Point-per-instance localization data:
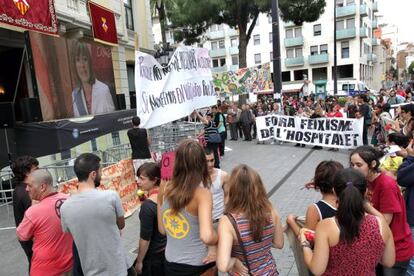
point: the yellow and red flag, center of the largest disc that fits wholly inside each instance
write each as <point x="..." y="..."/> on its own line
<point x="103" y="24"/>
<point x="36" y="15"/>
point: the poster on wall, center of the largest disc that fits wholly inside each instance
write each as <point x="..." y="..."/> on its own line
<point x="342" y="133"/>
<point x="166" y="94"/>
<point x="74" y="77"/>
<point x="36" y="15"/>
<point x="245" y="80"/>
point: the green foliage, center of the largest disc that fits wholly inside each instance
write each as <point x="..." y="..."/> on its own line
<point x="411" y="68"/>
<point x="193" y="17"/>
<point x="299" y="11"/>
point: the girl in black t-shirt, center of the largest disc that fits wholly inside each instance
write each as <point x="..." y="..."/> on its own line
<point x="151" y="247"/>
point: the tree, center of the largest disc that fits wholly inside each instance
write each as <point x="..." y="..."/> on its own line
<point x="411" y="69"/>
<point x="299" y="11"/>
<point x="194" y="17"/>
<point x="159" y="7"/>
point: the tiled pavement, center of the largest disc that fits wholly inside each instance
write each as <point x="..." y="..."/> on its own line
<point x="273" y="162"/>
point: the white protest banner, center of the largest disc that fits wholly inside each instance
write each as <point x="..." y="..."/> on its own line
<point x="326" y="132"/>
<point x="166" y="94"/>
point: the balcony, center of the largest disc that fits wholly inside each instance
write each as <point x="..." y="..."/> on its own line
<point x="234" y="68"/>
<point x="345" y="11"/>
<point x="375" y="6"/>
<point x="216" y="34"/>
<point x="289" y="24"/>
<point x="372" y="57"/>
<point x="232" y="32"/>
<point x="234" y="51"/>
<point x="363" y="10"/>
<point x="363" y="32"/>
<point x="318" y="59"/>
<point x="218" y="52"/>
<point x="294" y="41"/>
<point x="375" y="42"/>
<point x="346" y="33"/>
<point x="297" y="61"/>
<point x="219" y="69"/>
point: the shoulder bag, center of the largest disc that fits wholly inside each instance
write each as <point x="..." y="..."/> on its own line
<point x="233" y="222"/>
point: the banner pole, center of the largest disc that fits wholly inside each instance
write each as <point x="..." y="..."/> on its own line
<point x="136" y="42"/>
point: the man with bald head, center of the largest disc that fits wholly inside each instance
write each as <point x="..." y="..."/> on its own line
<point x="52" y="248"/>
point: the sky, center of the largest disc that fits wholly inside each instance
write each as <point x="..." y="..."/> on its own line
<point x="399" y="13"/>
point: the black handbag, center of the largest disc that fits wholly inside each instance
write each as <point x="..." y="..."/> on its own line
<point x="214" y="138"/>
<point x="233" y="222"/>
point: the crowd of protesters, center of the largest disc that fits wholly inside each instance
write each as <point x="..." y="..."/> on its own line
<point x="204" y="220"/>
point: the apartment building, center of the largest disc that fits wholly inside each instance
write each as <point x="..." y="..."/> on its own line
<point x="307" y="52"/>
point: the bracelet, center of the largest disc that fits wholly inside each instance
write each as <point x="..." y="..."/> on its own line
<point x="306" y="244"/>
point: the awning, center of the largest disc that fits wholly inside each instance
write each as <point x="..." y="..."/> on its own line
<point x="292" y="87"/>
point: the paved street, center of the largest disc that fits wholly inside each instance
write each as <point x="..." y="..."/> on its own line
<point x="282" y="166"/>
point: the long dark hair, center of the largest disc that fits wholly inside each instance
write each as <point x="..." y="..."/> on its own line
<point x="324" y="175"/>
<point x="368" y="154"/>
<point x="350" y="187"/>
<point x="247" y="195"/>
<point x="190" y="170"/>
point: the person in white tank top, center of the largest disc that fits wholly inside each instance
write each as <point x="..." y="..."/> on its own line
<point x="217" y="189"/>
<point x="218" y="192"/>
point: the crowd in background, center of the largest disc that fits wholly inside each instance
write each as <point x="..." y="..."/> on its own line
<point x="204" y="220"/>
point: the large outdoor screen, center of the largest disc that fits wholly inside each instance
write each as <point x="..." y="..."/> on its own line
<point x="74" y="77"/>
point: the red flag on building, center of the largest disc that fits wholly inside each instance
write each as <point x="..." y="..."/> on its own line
<point x="103" y="24"/>
<point x="36" y="15"/>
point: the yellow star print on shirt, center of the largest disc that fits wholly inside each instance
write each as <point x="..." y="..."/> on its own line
<point x="176" y="225"/>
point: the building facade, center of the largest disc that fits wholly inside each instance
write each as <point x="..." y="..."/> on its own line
<point x="307" y="51"/>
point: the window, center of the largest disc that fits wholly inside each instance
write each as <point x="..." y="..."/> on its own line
<point x="286" y="76"/>
<point x="298" y="52"/>
<point x="324" y="49"/>
<point x="366" y="48"/>
<point x="234" y="60"/>
<point x="115" y="138"/>
<point x="257" y="58"/>
<point x="298" y="32"/>
<point x="350" y="23"/>
<point x="289" y="33"/>
<point x="256" y="39"/>
<point x="344" y="49"/>
<point x="219" y="62"/>
<point x="290" y="53"/>
<point x="340" y="24"/>
<point x="129" y="19"/>
<point x="221" y="44"/>
<point x="317" y="30"/>
<point x="65" y="155"/>
<point x="314" y="50"/>
<point x="234" y="42"/>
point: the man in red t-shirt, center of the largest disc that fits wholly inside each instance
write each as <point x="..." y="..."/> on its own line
<point x="52" y="249"/>
<point x="386" y="197"/>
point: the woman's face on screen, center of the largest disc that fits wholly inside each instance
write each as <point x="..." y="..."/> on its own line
<point x="82" y="68"/>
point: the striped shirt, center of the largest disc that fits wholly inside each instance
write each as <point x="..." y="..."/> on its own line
<point x="259" y="254"/>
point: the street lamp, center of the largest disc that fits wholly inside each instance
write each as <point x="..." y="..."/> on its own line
<point x="335" y="76"/>
<point x="277" y="74"/>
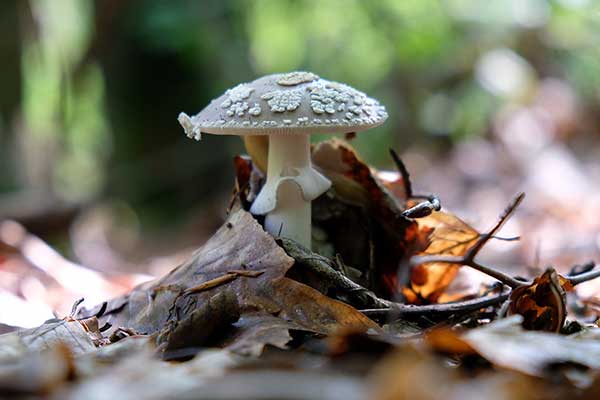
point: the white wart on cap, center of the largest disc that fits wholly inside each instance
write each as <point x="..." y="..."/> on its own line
<point x="295" y="102"/>
<point x="288" y="107"/>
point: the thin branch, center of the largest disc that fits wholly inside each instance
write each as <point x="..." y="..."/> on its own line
<point x="403" y="172"/>
<point x="397" y="309"/>
<point x="588" y="276"/>
<point x="469" y="258"/>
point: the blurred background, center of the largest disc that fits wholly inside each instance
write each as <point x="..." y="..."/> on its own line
<point x="485" y="99"/>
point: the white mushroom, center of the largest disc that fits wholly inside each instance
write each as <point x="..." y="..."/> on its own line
<point x="288" y="108"/>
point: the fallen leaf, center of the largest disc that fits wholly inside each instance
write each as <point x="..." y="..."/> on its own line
<point x="506" y="344"/>
<point x="255" y="265"/>
<point x="543" y="303"/>
<point x="445" y="234"/>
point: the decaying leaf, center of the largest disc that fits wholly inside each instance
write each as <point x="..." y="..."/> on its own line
<point x="361" y="218"/>
<point x="194" y="304"/>
<point x="68" y="333"/>
<point x="445" y="234"/>
<point x="506" y="344"/>
<point x="412" y="374"/>
<point x="543" y="303"/>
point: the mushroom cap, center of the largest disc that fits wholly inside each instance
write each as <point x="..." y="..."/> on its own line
<point x="283" y="104"/>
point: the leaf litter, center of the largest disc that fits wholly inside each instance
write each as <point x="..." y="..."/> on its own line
<point x="366" y="316"/>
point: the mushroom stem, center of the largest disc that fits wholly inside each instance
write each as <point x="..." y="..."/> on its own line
<point x="257" y="147"/>
<point x="288" y="155"/>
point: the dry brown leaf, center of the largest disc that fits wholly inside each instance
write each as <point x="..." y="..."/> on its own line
<point x="543" y="303"/>
<point x="187" y="318"/>
<point x="506" y="344"/>
<point x="412" y="374"/>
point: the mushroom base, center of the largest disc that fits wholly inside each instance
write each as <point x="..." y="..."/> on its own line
<point x="292" y="183"/>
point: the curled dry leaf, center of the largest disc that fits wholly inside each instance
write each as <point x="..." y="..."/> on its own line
<point x="194" y="306"/>
<point x="412" y="374"/>
<point x="506" y="344"/>
<point x="445" y="234"/>
<point x="362" y="219"/>
<point x="543" y="303"/>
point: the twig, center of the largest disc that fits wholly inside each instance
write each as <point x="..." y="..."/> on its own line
<point x="588" y="276"/>
<point x="423" y="209"/>
<point x="220" y="280"/>
<point x="469" y="257"/>
<point x="363" y="298"/>
<point x="323" y="267"/>
<point x="397" y="310"/>
<point x="403" y="172"/>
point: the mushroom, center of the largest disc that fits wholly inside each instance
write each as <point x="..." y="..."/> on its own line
<point x="288" y="108"/>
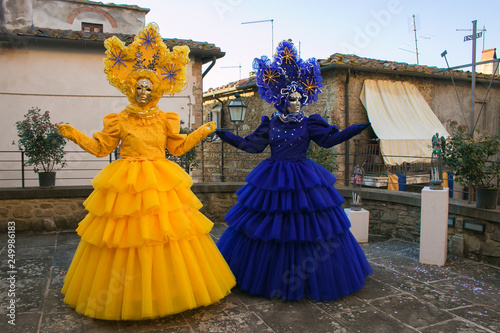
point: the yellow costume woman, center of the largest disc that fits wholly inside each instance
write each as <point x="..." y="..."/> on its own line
<point x="145" y="249"/>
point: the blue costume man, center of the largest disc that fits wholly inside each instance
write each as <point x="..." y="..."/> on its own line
<point x="288" y="235"/>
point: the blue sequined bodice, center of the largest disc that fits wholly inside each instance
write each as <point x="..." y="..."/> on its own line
<point x="288" y="141"/>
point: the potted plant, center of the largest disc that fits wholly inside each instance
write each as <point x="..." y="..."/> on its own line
<point x="474" y="161"/>
<point x="42" y="145"/>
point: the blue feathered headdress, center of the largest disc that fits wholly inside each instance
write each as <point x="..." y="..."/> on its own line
<point x="287" y="73"/>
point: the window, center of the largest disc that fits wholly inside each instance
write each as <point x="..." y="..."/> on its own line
<point x="91" y="27"/>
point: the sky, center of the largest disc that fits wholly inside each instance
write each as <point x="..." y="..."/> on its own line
<point x="377" y="29"/>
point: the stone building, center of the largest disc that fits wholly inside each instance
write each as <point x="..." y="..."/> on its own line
<point x="51" y="57"/>
<point x="343" y="80"/>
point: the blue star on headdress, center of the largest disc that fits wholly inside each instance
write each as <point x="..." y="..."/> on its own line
<point x="287" y="73"/>
<point x="118" y="59"/>
<point x="170" y="72"/>
<point x="148" y="39"/>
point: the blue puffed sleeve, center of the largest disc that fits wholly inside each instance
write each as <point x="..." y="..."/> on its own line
<point x="252" y="143"/>
<point x="326" y="135"/>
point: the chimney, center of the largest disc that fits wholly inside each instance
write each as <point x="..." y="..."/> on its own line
<point x="489" y="54"/>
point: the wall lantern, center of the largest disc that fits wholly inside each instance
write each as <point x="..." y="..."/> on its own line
<point x="237" y="109"/>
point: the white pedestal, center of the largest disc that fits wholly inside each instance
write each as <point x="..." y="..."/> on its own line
<point x="434" y="226"/>
<point x="359" y="223"/>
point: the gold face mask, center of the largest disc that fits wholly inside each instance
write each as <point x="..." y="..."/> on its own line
<point x="143" y="91"/>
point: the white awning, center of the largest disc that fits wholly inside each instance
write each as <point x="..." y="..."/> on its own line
<point x="401" y="119"/>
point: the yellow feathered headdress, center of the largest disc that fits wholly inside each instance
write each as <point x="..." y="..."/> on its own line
<point x="147" y="56"/>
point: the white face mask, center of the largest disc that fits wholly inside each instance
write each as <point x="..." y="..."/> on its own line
<point x="294" y="100"/>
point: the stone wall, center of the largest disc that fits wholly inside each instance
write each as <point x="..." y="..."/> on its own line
<point x="392" y="214"/>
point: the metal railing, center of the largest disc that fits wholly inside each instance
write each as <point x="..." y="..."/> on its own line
<point x="217" y="163"/>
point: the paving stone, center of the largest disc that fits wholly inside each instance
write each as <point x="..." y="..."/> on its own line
<point x="227" y="315"/>
<point x="35" y="252"/>
<point x="36" y="240"/>
<point x="299" y="316"/>
<point x="471" y="290"/>
<point x="24" y="322"/>
<point x="74" y="322"/>
<point x="68" y="239"/>
<point x="27" y="268"/>
<point x="411" y="311"/>
<point x="481" y="315"/>
<point x="414" y="269"/>
<point x="371" y="320"/>
<point x="217" y="230"/>
<point x="28" y="294"/>
<point x="423" y="291"/>
<point x="174" y="323"/>
<point x="454" y="325"/>
<point x="349" y="303"/>
<point x="375" y="289"/>
<point x="63" y="256"/>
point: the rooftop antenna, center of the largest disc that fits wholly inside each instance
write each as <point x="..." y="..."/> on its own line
<point x="475" y="35"/>
<point x="413" y="25"/>
<point x="415" y="32"/>
<point x="481" y="33"/>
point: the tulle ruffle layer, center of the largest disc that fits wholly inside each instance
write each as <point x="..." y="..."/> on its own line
<point x="321" y="271"/>
<point x="134" y="176"/>
<point x="269" y="207"/>
<point x="282" y="175"/>
<point x="309" y="200"/>
<point x="146" y="282"/>
<point x="288" y="227"/>
<point x="142" y="202"/>
<point x="133" y="231"/>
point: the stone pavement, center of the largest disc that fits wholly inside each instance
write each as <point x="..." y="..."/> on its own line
<point x="401" y="296"/>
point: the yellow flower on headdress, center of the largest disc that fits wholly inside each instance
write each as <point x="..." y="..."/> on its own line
<point x="147" y="54"/>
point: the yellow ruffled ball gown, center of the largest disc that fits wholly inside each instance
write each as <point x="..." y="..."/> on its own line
<point x="145" y="249"/>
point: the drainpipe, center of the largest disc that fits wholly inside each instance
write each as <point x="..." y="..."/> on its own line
<point x="222" y="176"/>
<point x="346" y="115"/>
<point x="214" y="59"/>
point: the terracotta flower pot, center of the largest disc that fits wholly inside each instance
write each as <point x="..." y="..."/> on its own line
<point x="47" y="179"/>
<point x="486" y="198"/>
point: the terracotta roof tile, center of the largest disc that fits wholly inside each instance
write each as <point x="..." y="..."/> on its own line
<point x="353" y="60"/>
<point x="93" y="36"/>
<point x="349" y="59"/>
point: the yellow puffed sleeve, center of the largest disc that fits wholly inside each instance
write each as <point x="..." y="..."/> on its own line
<point x="178" y="144"/>
<point x="102" y="143"/>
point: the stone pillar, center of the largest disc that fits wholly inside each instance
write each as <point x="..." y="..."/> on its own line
<point x="359" y="223"/>
<point x="434" y="226"/>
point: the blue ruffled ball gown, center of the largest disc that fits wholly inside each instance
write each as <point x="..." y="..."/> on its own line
<point x="288" y="235"/>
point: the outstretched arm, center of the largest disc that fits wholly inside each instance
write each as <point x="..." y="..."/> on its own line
<point x="253" y="143"/>
<point x="179" y="144"/>
<point x="327" y="136"/>
<point x="102" y="143"/>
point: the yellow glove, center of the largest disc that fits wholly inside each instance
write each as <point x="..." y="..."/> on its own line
<point x="99" y="146"/>
<point x="178" y="144"/>
<point x="66" y="130"/>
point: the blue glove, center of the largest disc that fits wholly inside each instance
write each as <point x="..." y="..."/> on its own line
<point x="362" y="127"/>
<point x="220" y="134"/>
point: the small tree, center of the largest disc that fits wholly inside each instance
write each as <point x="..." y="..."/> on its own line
<point x="472" y="159"/>
<point x="41" y="141"/>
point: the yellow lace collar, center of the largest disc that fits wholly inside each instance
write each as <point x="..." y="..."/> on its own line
<point x="140" y="116"/>
<point x="141" y="113"/>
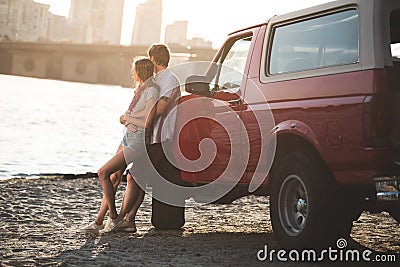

**WORK INSTRUCTIONS:** Copy exactly, and only, the lines from the first entry through the line holding "point: the poster", both ends included, leaving out every picture.

**EXERCISE RESULT:**
point: the yellow and red flag, center of the largest disc that fits wholly inside each instance
write each as <point x="..." y="..."/> on its own line
<point x="103" y="24"/>
<point x="36" y="15"/>
point: the poster on wall, center of the largest disc that fits wholly inside each instance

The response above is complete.